**WORK REQUIRED**: Summarize the forum post below in two sentences.
======== EXCERPTED PASSAGE
I looked through lot of documentation but got confused on the retriever part.
So I am building a chatbot using user's custom data.
- User will feed the data
- Data should be upserted to Pinecone
- Then later user can chat with their data
- there can be multiple users and each user will be able to chat with their own data.
Now I am following below approach
- Storing user data into Pinecone
def doc_preprocessing(content):
doc = Document(page_content=content)
text_splitter = CharacterTextSplitter(
chunk_size=1000,
chunk_overlap=0
)
docs_split = text_splitter.split_documents([doc])
return docs_split
def embedding_db(user_id, content):
docs_split = doc_preprocessing(content)
# Extract text from the split documents
texts = [doc.page_content for doc in docs_split]
vectors = embeddings.embed_documents(texts)
# Store vectors with user_id as metadata
for i, vector in enumerate(vectors):
upsert_response = index.upsert(
vectors=[
{
'id': f"{user_id}",
'values': vector,
'metadata': {"user_id": str(user_id)}
}
]
)
This way it should create embeddings for the given data into pinecone.
Now the second part is to chat with this data. For QA, I have below
def retrieval_answer(user_id, query):
text_field = "text"
vectorstore = Pinecone(
index, embeddings.embed_query, text_field
)
================
======== RECORDS
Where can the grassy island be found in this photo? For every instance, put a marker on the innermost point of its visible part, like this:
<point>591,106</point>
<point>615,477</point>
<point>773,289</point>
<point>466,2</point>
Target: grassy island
================
**SOLUTION TO THE PROBLEM**: The writer is building a chatbot in which multiple users feed in their own data, which is upserted to Pinecone so that each user can later chat with only that data. The post shows code that splits and embeds the data and stores the vectors in Pinecone with the user ID as metadata, then begins a retrieval function for question answering, and it says the writer became confused about the retriever part.